[Page extract — start]

Service Design Playbook
After impacting teams, design programs, and technology centers, I realized that design had not necessarily engaged with executive leadership teams. After implementing the design sprint program, I saw an opportunity to showcase how teams used design to innovate and build new products. I authored a playbook that captured and distilled key themes, highlighted best practices, and promoted digital platform design. The resulting playbook engaged senior executives and created new thinking about how design could drive impact across the organization.
Today, energy service providers face turbulent waters navigating boom or bust business cycles. In April 2020, Saudi Arabia flooded U.S. markets with oil. Crude collapsed as futures contracts for U.S. crude dropped more than 100% and turned negative for the first time in history. To make matters worse, the coronavirus pandemic halted economic activity around the globe, sapping oil demand.
In energy's boom or bust industry, disruption comes from every angle. I wanted to use my coaching and leadership to disrupt from within, reduce time-to-market, and engage customers. I asked myself, "How might an energy services company design better services?" In other words, how could we reimagine and re-design our service offerings? After coaching product teams through the design process, I synthesized these experiences into a playbook to promote a more intentional design of product and service experiences.
After leading dozens of design sprints, the differences between teams focused on the customer journey vs. "internally focused" teams were surprising. Internally focused teams viewed customer interactions as siloed transactions and leaned on existing business processes to deliver customer experiences. Groups that internalized the customer journey tended to organize themselves around providing fantastic product or service experiences. This distinction was important because it coincided with a more significant strategic shift away from siloed products to digital platforms (from desktop to cloud-based solutions).
Internally focused teams approached the transition by "lifting and shifting" products into the cloud. Once in the cloud, these products stood alone and focused on a narrow set of customer touchpoints. In time, these products sat in a grey area where they remained undifferentiated or fell into the orbit of oversized, more established products. In many instances, product teams could not step back and rethink the product experience as part of a larger digital platform.
Teams that internalized their customer journeys used design workshops as a vehicle to rethink the customer experience from the ground up. They worked through journey mapping activities to understand moments of need, identified gaps in service experiences, and oriented digital services around customer outcomes. This shift brought teams closer to users and enabled them to understand better and, at times, anticipate customers' needs. Groups that focused on customer outcomes created stickier, more connected customer workflows. They were also more likely to reach across silos and connect with digital services up and downstream of any single product or service. These teams complemented the shift to digital platforms because they understood how their product fits into the larger platform experience.

[Page extract — finish]
[Entries provided — start]

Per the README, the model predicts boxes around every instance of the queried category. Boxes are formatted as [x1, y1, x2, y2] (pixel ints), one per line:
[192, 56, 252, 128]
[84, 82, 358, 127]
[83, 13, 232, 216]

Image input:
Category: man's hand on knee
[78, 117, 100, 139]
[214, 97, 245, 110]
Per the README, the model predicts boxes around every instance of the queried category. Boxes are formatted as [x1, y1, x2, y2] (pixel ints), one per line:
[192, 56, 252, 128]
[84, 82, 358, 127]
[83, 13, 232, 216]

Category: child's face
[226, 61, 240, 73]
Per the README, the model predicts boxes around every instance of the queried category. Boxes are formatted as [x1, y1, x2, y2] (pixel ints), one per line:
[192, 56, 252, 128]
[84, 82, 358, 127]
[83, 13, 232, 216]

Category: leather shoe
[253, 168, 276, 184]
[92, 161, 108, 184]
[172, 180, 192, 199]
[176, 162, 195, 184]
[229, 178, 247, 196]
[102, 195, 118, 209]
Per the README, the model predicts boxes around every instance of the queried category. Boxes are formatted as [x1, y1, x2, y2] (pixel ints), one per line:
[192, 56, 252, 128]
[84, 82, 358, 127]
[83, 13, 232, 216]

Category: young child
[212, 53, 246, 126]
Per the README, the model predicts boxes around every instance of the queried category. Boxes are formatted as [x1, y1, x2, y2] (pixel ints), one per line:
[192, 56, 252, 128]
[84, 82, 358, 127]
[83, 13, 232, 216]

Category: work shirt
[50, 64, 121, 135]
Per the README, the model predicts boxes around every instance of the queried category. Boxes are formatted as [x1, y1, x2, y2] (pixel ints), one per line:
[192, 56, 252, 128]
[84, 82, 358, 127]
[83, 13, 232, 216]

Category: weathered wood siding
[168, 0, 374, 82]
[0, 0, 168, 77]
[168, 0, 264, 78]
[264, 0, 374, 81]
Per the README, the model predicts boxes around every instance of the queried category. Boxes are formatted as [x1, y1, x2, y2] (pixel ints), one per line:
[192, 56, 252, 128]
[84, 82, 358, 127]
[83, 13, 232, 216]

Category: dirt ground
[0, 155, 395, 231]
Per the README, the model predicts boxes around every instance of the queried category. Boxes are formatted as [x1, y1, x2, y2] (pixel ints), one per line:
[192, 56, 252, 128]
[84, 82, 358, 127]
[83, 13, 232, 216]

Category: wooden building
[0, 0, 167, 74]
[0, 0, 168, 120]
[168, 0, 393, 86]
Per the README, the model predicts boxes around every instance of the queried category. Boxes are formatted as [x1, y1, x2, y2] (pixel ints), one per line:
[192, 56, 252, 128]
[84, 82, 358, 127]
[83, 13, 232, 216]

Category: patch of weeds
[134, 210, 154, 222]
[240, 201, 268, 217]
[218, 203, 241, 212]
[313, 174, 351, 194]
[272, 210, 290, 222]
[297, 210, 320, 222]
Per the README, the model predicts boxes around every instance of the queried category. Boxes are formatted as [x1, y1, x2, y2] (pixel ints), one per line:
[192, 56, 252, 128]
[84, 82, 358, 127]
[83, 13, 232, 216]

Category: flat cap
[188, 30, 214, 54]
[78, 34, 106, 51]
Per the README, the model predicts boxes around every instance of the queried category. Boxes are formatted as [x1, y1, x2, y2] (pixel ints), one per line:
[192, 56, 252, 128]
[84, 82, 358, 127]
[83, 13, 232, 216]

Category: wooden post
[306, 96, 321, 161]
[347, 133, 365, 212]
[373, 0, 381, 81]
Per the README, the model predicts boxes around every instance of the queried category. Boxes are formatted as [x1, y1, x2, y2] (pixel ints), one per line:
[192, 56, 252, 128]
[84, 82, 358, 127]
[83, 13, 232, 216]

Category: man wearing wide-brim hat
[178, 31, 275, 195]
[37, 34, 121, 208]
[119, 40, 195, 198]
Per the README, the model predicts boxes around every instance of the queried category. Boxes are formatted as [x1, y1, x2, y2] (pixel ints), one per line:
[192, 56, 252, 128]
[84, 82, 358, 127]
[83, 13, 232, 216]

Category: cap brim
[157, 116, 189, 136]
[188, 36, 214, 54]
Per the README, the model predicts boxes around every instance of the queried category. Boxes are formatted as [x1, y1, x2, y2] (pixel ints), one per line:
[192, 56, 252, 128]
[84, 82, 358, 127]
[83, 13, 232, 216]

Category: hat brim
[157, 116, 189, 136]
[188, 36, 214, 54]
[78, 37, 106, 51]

[Entries provided — finish]

Rewrite the playbook text from "Today, energy service" through "sapping oil demand.", replacing "turbulent waters" with "rough seas".

Reply to the exercise
Today, energy service providers face rough seas navigating boom or bust business cycles. In April 2020, Saudi Arabia flooded U.S. markets with oil. Crude collapsed as futures contracts for U.S. crude dropped more than 100% and turned negative for the first time in history. To make matters worse, the coronavirus pandemic halted economic activity around the globe, sapping oil demand.